* _STUDY TEXT_:
[Start of Attachment]

According to Romanian archaeologist Vasile Pârvan, the river Mousaios (Μουσαίος) mentioned in a letter from Ioannis Soranus, governor of Scythia Minor, to the archbishop of Caesarea Mazaca (about 400 AD) should be identified with the modern Buzău River. The document, kept in copies at the Vatican Library and San Marco Library in Venice, tells about the martyrdom of a Christian missionary by the name of Sabbas, drowned by the Goths in the river Mousaios. Beginning with the 20th century, Sabbas has been presented as the spiritual patron of the city of Buzău as well as of several local villages.
Several graves (3rd to 5th centuries) were found in Buzău, as well as coins that prove the presence of a settlement on the territory of the modern city.
The earliest mention of Buzău as a market town (târg) and customs station is found in a document, dated January 31, 1431, and issued by Dan II, voivod of Wallachia. The document stated that salesmen from Brașov were free to trade in several Wallachian towns (Buzău, among them) just as they were during the reign of Mircea cel Bătrân. These privileges have been later reinforced by Vlad III the Impaler, who stated that the roads to be taken by the salesmen were to be: via Rucăr, Prahova, Teleajen or Buzău.[1] Gustav Treiber, in his work Buzau, published in Siebenbürgische Vierteljahrsschrift (1935), states that prior to the 12th century, the city was surrounded by a wall with four gates towards the four main directions.

[End of Attachment]

* _STUDY MATERIAL_:
[Start of Attachment]

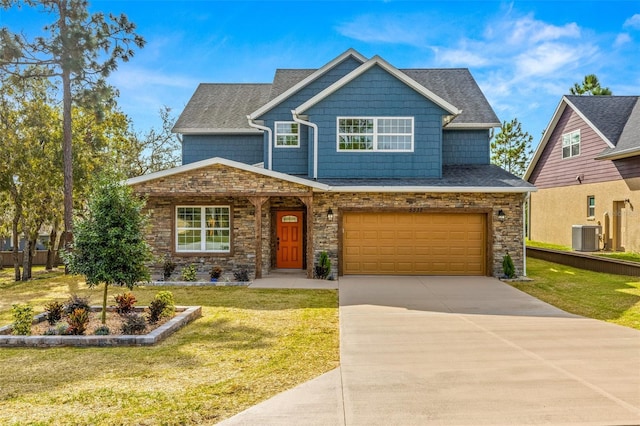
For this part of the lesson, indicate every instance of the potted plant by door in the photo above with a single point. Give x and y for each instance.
(215, 274)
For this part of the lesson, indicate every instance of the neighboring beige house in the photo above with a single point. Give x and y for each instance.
(587, 171)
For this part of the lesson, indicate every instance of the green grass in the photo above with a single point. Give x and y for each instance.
(607, 297)
(628, 256)
(248, 346)
(538, 244)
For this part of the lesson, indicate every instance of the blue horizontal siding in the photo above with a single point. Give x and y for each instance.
(247, 149)
(296, 160)
(465, 147)
(376, 93)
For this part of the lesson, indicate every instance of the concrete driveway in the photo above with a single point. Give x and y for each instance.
(463, 351)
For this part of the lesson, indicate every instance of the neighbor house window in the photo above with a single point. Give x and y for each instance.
(571, 144)
(203, 229)
(388, 134)
(591, 206)
(287, 134)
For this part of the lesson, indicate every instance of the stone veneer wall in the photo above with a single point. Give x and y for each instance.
(507, 236)
(160, 236)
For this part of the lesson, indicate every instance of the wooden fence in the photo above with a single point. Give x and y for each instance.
(586, 261)
(40, 258)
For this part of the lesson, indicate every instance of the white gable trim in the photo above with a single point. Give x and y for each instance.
(586, 120)
(377, 60)
(314, 76)
(564, 102)
(230, 163)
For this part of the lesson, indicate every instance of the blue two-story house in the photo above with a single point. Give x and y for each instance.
(385, 169)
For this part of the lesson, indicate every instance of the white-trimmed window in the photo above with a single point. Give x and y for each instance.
(571, 144)
(591, 206)
(203, 229)
(287, 134)
(387, 134)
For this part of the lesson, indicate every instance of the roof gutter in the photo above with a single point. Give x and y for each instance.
(297, 119)
(268, 130)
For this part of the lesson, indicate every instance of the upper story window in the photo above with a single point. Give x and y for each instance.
(388, 134)
(203, 229)
(591, 206)
(571, 144)
(287, 134)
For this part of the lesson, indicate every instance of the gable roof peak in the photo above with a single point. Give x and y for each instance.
(304, 82)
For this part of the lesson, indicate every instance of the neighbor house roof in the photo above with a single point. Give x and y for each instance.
(222, 108)
(616, 119)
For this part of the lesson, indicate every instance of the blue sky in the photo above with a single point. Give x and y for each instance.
(524, 54)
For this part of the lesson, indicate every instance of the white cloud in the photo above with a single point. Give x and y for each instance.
(458, 57)
(621, 39)
(383, 29)
(633, 22)
(548, 58)
(529, 30)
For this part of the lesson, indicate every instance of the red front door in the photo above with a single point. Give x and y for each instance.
(289, 240)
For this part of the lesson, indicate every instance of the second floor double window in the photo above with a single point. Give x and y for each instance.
(287, 134)
(387, 134)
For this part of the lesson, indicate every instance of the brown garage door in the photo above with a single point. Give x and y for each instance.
(414, 243)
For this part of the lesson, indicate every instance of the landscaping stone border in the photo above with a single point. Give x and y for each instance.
(184, 315)
(198, 283)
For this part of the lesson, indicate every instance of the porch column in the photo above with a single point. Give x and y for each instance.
(308, 202)
(257, 203)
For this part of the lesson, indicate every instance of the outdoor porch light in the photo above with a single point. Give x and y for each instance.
(330, 215)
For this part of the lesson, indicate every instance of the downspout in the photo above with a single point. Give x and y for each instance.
(297, 119)
(268, 130)
(526, 204)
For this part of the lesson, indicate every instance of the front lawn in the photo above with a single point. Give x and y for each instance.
(248, 345)
(607, 297)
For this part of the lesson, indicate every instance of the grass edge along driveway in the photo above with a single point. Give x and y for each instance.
(249, 345)
(606, 297)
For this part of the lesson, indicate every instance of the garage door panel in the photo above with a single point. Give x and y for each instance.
(414, 243)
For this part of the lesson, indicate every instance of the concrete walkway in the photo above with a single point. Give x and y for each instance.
(463, 351)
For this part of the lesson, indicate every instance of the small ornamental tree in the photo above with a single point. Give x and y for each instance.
(109, 245)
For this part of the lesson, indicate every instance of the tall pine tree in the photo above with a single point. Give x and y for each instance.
(511, 148)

[End of Attachment]

* _EXERCISE_: Reproduce the whole text on the early history of Buzău, word for word. The entries are separate from the text about early Buzău.

* _YOUR SOLUTION_:
According to Romanian archaeologist Vasile Pârvan, the river Mousaios (Μουσαίος) mentioned in a letter from Ioannis Soranus, governor of Scythia Minor, to the archbishop of Caesarea Mazaca (about 400 AD) should be identified with the modern Buzău River. The document, kept in copies at the Vatican Library and San Marco Library in Venice, tells about the martyrdom of a Christian missionary by the name of Sabbas, drowned by the Goths in the river Mousaios. Beginning with the 20th century, Sabbas has been presented as the spiritual patron of the city of Buzău as well as of several local villages.
Several graves (3rd to 5th centuries) were found in Buzău, as well as coins that prove the presence of a settlement on the territory of the modern city.
The earliest mention of Buzău as a market town (târg) and customs station is found in a document, dated January 31, 1431, and issued by Dan II, voivod of Wallachia. The document stated that salesmen from Brașov were free to trade in several Wallachian towns (Buzău, among them) just as they were during the reign of Mircea cel Bătrân. These privileges have been later reinforced by Vlad III the Impaler, who stated that the roads to be taken by the salesmen were to be: via Rucăr, Prahova, Teleajen or Buzău.[1] Gustav Treiber, in his work Buzau, published in Siebenbürgische Vierteljahrsschrift (1935), states that prior to the 12th century, the city was surrounded by a wall with four gates towards the four main directions.